§ **What to do**: List every line of the data below that contains the string "stem". Case counts.

§ **Given records**:
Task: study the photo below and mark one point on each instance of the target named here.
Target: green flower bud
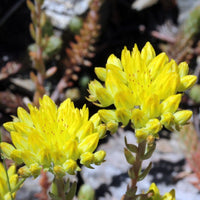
(101, 73)
(187, 82)
(141, 134)
(112, 126)
(153, 126)
(138, 118)
(87, 159)
(123, 115)
(167, 119)
(24, 172)
(35, 169)
(107, 115)
(70, 166)
(104, 97)
(99, 157)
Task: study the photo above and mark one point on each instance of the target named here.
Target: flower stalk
(38, 21)
(142, 152)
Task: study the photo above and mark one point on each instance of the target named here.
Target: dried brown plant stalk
(81, 50)
(182, 47)
(191, 147)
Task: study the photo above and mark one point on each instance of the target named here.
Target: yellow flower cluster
(54, 138)
(13, 179)
(156, 194)
(144, 88)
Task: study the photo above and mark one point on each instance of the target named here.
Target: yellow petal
(24, 116)
(89, 144)
(171, 104)
(112, 59)
(156, 65)
(71, 149)
(151, 106)
(183, 69)
(99, 157)
(138, 118)
(70, 166)
(101, 73)
(6, 149)
(87, 159)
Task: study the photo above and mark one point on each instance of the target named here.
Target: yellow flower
(143, 88)
(157, 196)
(52, 138)
(13, 179)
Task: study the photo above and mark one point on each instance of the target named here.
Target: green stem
(7, 177)
(59, 190)
(132, 189)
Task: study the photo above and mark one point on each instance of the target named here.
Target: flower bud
(141, 134)
(99, 157)
(86, 130)
(86, 192)
(187, 82)
(124, 99)
(148, 53)
(157, 63)
(112, 126)
(6, 149)
(153, 126)
(167, 119)
(70, 166)
(151, 106)
(101, 129)
(183, 69)
(123, 115)
(101, 73)
(138, 118)
(95, 119)
(35, 169)
(93, 86)
(87, 159)
(45, 157)
(181, 117)
(24, 172)
(107, 115)
(59, 171)
(104, 97)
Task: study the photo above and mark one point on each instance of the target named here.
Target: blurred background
(52, 46)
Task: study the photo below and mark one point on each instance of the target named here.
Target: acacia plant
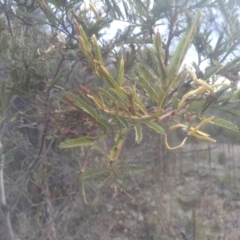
(119, 107)
(63, 79)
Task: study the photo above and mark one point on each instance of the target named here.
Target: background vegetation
(70, 79)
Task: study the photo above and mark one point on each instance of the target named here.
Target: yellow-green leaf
(138, 133)
(97, 49)
(157, 41)
(154, 126)
(121, 73)
(115, 151)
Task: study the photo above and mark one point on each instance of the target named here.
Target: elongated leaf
(83, 38)
(115, 151)
(154, 126)
(97, 49)
(121, 73)
(148, 88)
(151, 79)
(106, 76)
(78, 142)
(226, 124)
(106, 124)
(117, 121)
(157, 41)
(138, 133)
(182, 48)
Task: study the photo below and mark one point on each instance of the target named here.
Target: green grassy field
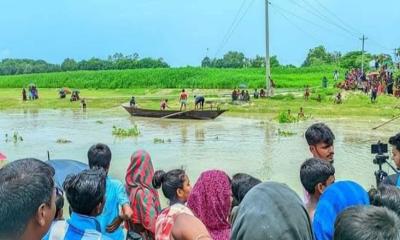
(207, 78)
(354, 105)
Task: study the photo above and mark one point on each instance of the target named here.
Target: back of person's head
(85, 191)
(314, 173)
(271, 211)
(59, 204)
(99, 155)
(386, 196)
(319, 133)
(241, 184)
(26, 195)
(367, 222)
(395, 141)
(172, 184)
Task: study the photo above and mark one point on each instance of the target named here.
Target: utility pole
(267, 62)
(362, 53)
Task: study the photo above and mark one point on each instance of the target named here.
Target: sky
(183, 32)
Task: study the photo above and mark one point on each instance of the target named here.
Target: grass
(189, 77)
(355, 104)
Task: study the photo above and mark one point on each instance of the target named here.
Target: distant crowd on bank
(217, 206)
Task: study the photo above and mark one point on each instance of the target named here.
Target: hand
(114, 224)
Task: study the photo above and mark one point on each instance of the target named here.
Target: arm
(188, 227)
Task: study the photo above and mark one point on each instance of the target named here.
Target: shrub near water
(189, 77)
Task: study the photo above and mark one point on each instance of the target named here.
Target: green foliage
(209, 78)
(319, 56)
(129, 132)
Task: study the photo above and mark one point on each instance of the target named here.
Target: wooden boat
(190, 114)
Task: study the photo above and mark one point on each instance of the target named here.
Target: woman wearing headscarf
(210, 201)
(335, 199)
(143, 196)
(272, 211)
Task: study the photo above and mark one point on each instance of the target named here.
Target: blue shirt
(115, 196)
(78, 227)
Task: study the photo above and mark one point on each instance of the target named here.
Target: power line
(234, 28)
(232, 25)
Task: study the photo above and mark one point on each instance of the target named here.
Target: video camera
(380, 149)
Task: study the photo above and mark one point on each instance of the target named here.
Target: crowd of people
(375, 83)
(216, 207)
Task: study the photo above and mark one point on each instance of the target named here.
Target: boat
(190, 114)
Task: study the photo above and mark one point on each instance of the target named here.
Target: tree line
(116, 61)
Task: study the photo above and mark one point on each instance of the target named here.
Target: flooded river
(248, 143)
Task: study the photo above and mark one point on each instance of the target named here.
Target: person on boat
(183, 99)
(177, 221)
(367, 222)
(241, 184)
(164, 104)
(272, 211)
(306, 93)
(198, 102)
(143, 196)
(320, 139)
(315, 176)
(132, 102)
(256, 94)
(27, 198)
(99, 156)
(62, 93)
(86, 194)
(338, 98)
(23, 94)
(301, 115)
(210, 201)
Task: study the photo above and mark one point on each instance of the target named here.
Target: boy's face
(396, 156)
(323, 151)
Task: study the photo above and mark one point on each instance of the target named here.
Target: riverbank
(355, 104)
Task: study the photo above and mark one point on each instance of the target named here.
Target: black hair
(367, 222)
(170, 182)
(395, 141)
(319, 133)
(386, 196)
(314, 171)
(25, 184)
(99, 155)
(241, 184)
(85, 190)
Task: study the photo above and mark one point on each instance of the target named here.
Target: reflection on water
(233, 144)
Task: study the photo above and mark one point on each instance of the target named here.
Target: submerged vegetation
(129, 132)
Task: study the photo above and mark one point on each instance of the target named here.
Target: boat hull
(192, 114)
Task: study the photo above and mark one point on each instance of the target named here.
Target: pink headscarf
(210, 201)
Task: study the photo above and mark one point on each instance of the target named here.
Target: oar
(394, 118)
(175, 114)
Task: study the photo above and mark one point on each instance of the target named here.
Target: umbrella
(2, 157)
(65, 167)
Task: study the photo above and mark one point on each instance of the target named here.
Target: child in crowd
(177, 221)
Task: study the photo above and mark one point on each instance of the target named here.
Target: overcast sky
(181, 31)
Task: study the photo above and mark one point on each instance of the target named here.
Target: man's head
(395, 142)
(99, 155)
(27, 199)
(367, 222)
(320, 140)
(316, 175)
(85, 191)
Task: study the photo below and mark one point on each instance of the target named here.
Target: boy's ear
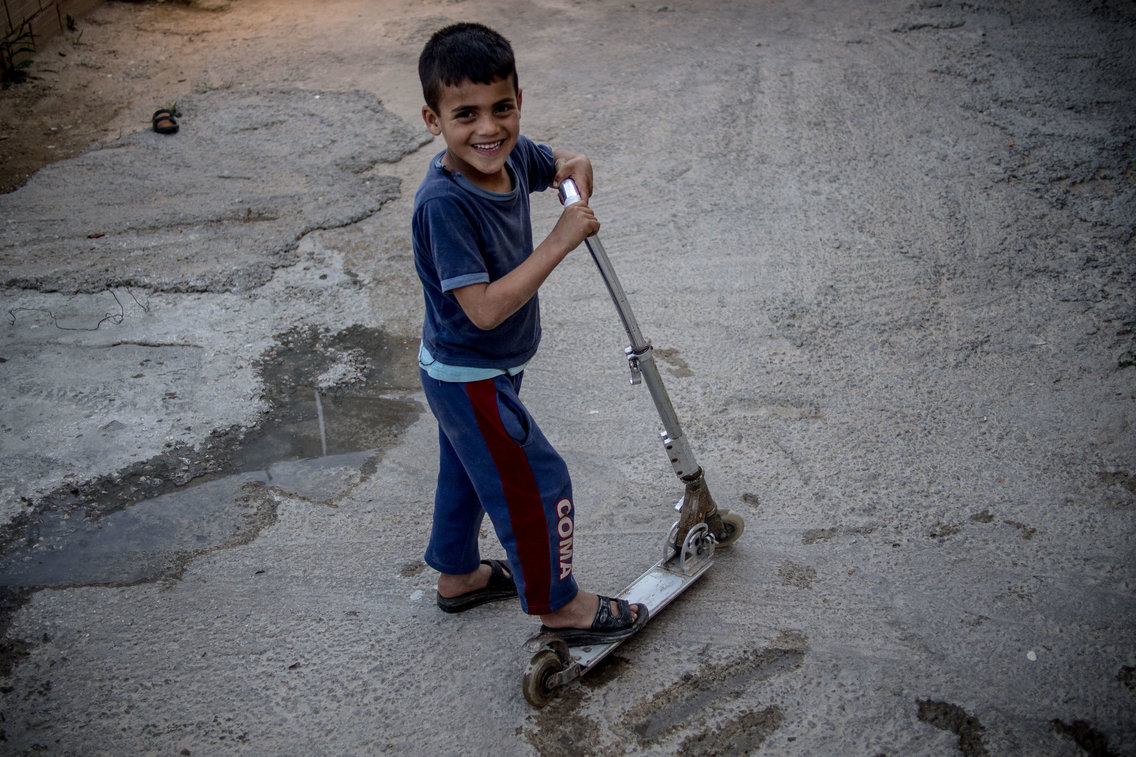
(432, 121)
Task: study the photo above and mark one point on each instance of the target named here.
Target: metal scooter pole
(698, 506)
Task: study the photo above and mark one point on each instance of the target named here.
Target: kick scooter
(687, 551)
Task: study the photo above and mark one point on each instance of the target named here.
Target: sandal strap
(604, 621)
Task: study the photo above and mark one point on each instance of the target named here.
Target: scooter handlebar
(568, 192)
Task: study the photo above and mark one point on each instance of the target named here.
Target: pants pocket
(516, 419)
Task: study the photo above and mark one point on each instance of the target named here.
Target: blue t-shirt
(462, 235)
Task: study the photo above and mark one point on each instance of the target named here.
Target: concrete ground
(884, 250)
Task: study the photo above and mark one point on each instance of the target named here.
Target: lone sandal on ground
(164, 122)
(500, 587)
(606, 627)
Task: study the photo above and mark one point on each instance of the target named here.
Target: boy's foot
(490, 582)
(590, 618)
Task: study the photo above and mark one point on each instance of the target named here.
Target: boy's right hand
(576, 223)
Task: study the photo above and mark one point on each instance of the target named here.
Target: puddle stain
(1086, 737)
(796, 575)
(738, 735)
(688, 701)
(951, 717)
(336, 401)
(559, 730)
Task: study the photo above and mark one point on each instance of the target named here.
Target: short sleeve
(453, 243)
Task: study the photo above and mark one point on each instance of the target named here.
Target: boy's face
(479, 124)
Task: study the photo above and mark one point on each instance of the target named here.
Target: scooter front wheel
(536, 683)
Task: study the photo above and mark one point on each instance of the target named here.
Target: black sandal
(164, 122)
(500, 587)
(606, 627)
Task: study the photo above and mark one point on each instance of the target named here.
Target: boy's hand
(576, 223)
(575, 166)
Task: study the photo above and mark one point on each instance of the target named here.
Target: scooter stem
(640, 355)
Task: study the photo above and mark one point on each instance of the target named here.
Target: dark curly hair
(464, 52)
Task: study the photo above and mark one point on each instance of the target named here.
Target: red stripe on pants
(521, 496)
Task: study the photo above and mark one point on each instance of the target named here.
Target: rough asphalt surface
(885, 252)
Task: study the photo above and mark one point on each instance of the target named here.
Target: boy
(479, 274)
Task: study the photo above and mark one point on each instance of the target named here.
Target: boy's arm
(575, 166)
(489, 305)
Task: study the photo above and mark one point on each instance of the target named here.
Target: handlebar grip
(568, 192)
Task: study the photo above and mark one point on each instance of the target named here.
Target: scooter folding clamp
(633, 359)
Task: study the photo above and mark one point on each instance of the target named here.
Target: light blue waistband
(459, 373)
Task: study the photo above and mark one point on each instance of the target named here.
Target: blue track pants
(495, 460)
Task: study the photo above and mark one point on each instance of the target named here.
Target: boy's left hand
(577, 167)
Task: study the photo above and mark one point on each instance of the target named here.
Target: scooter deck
(656, 589)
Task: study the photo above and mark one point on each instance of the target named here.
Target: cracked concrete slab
(215, 207)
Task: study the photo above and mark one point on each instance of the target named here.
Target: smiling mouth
(490, 147)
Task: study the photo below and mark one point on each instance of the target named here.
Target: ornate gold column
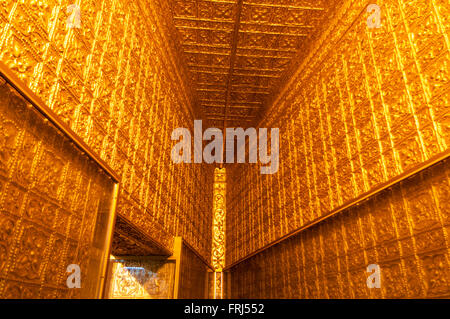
(218, 243)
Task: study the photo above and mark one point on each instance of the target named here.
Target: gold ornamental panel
(364, 108)
(56, 206)
(404, 230)
(117, 81)
(237, 51)
(140, 278)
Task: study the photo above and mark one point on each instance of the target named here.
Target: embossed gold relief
(193, 278)
(119, 83)
(55, 207)
(404, 230)
(141, 278)
(237, 51)
(365, 106)
(218, 242)
(357, 108)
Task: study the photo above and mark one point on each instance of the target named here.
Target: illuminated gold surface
(218, 241)
(55, 207)
(404, 230)
(119, 84)
(141, 278)
(365, 106)
(356, 108)
(238, 50)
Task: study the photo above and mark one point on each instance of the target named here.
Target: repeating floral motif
(119, 83)
(364, 106)
(44, 224)
(330, 259)
(141, 278)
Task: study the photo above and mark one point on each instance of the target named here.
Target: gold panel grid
(364, 107)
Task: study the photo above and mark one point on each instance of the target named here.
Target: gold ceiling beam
(194, 19)
(283, 6)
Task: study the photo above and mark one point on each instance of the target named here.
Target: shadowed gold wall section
(405, 230)
(118, 83)
(55, 207)
(365, 106)
(141, 278)
(193, 276)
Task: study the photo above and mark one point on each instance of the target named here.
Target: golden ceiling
(237, 51)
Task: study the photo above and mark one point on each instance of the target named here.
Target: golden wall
(365, 106)
(118, 83)
(141, 278)
(56, 206)
(405, 230)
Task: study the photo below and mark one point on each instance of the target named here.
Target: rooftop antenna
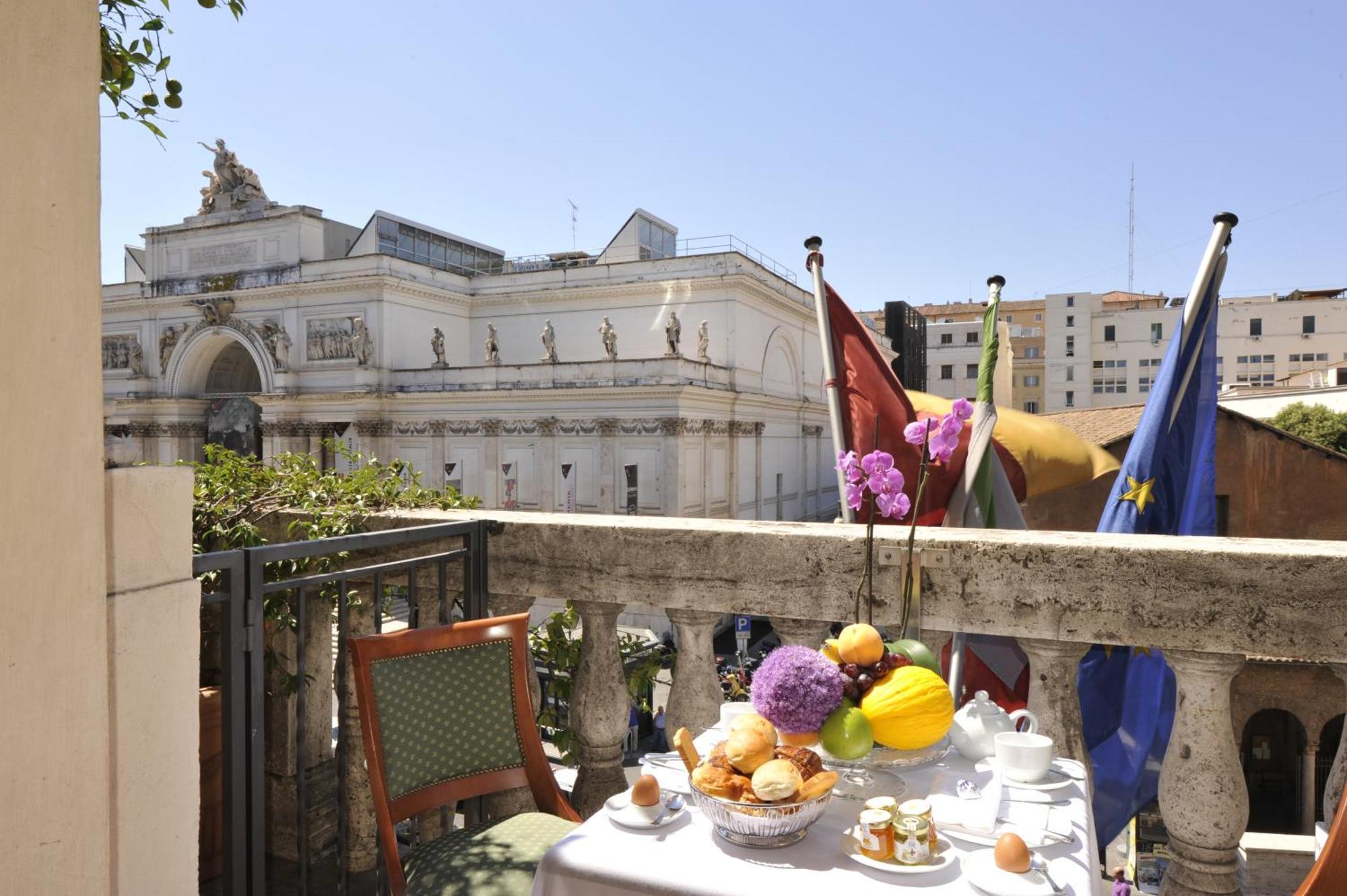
(1132, 222)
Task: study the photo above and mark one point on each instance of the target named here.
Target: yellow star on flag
(1140, 493)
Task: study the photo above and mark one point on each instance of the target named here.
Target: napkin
(976, 816)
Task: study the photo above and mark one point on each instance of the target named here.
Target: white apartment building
(682, 377)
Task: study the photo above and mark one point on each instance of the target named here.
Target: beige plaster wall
(55, 640)
(154, 637)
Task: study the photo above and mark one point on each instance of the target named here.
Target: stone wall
(55, 789)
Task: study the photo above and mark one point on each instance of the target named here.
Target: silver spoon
(671, 805)
(1038, 864)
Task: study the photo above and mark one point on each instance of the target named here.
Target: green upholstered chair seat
(492, 859)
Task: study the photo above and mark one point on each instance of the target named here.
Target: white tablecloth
(603, 859)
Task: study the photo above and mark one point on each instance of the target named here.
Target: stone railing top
(1218, 595)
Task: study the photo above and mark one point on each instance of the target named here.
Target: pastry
(755, 722)
(817, 786)
(805, 759)
(686, 751)
(747, 750)
(720, 784)
(777, 780)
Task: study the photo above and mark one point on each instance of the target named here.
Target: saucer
(1053, 781)
(983, 872)
(945, 856)
(622, 812)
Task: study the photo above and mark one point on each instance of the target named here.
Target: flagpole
(821, 306)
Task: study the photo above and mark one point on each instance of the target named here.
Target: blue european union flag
(1167, 486)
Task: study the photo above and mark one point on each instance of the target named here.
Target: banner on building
(569, 487)
(631, 489)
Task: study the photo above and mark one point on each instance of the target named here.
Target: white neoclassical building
(680, 374)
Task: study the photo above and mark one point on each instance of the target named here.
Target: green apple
(918, 653)
(847, 732)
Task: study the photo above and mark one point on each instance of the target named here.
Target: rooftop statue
(232, 187)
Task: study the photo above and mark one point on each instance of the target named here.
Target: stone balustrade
(1206, 602)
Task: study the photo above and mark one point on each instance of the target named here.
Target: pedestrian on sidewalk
(662, 746)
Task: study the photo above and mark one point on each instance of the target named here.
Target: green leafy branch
(142, 63)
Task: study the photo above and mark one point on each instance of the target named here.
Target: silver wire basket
(762, 825)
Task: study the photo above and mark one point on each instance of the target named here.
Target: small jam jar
(922, 809)
(886, 804)
(913, 844)
(876, 835)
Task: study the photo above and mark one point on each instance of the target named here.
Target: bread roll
(777, 780)
(720, 782)
(805, 759)
(748, 749)
(758, 723)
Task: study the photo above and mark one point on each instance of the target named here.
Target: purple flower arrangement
(797, 688)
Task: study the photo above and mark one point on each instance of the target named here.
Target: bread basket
(760, 825)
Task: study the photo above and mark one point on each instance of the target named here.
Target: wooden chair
(447, 716)
(1329, 876)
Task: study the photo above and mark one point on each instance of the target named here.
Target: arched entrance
(1272, 747)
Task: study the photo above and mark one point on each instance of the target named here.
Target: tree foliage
(235, 495)
(1314, 423)
(142, 63)
(557, 648)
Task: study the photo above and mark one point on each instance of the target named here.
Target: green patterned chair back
(447, 715)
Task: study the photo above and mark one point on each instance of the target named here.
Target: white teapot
(977, 724)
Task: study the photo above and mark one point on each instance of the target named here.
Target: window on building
(1150, 369)
(655, 241)
(1111, 377)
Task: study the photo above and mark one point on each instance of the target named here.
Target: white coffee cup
(1023, 757)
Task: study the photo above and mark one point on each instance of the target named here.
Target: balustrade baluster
(696, 697)
(1202, 786)
(1053, 693)
(1338, 774)
(600, 708)
(809, 633)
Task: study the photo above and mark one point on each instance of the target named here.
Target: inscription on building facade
(224, 254)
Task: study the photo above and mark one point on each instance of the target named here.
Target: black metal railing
(285, 583)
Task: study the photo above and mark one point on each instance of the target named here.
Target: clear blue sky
(930, 144)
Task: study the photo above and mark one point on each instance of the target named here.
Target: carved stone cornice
(374, 427)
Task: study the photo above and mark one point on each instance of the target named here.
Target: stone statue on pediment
(234, 186)
(549, 343)
(492, 345)
(673, 333)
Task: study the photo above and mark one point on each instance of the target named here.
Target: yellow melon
(910, 708)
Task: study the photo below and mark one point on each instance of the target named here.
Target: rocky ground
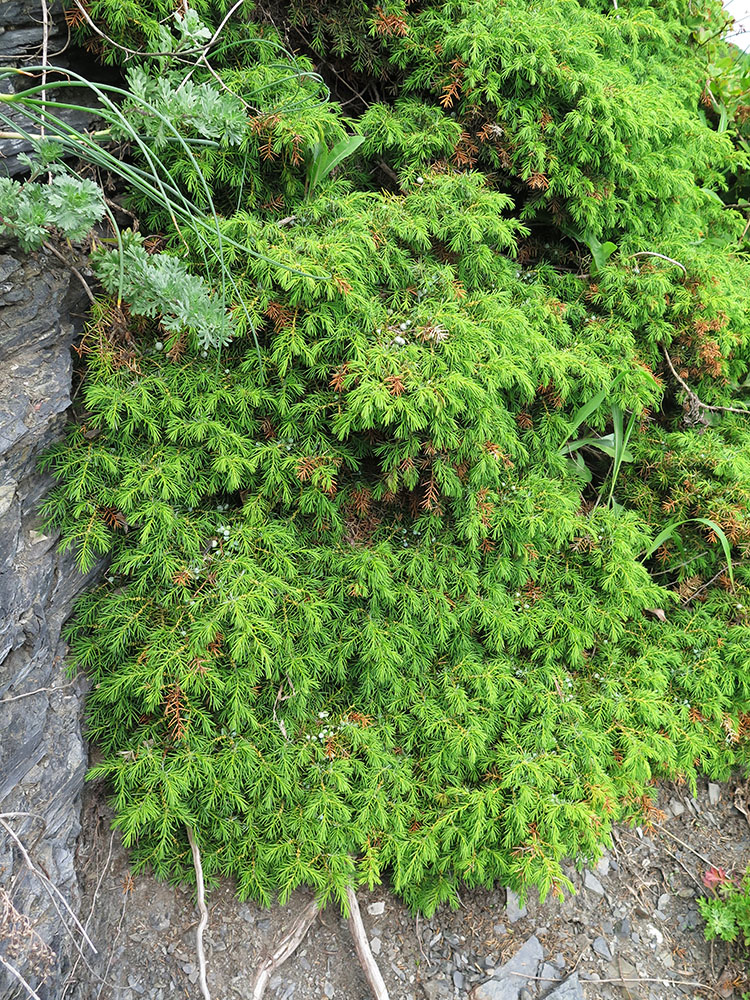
(631, 931)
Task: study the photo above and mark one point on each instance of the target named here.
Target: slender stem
(203, 922)
(362, 947)
(661, 256)
(284, 949)
(695, 399)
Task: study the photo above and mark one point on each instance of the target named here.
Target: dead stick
(284, 949)
(204, 915)
(362, 946)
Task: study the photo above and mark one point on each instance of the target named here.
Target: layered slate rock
(42, 753)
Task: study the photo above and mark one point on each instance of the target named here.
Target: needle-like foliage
(383, 597)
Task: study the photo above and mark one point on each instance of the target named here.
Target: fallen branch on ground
(284, 949)
(362, 946)
(204, 915)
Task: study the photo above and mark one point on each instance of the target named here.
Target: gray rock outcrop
(42, 754)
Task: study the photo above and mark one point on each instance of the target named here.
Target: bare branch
(284, 949)
(203, 912)
(661, 256)
(362, 946)
(14, 972)
(695, 401)
(84, 284)
(29, 694)
(49, 887)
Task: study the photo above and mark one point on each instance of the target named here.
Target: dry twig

§ **Reply to the task**:
Target: green stem
Target: scooter stem
Target: slender stem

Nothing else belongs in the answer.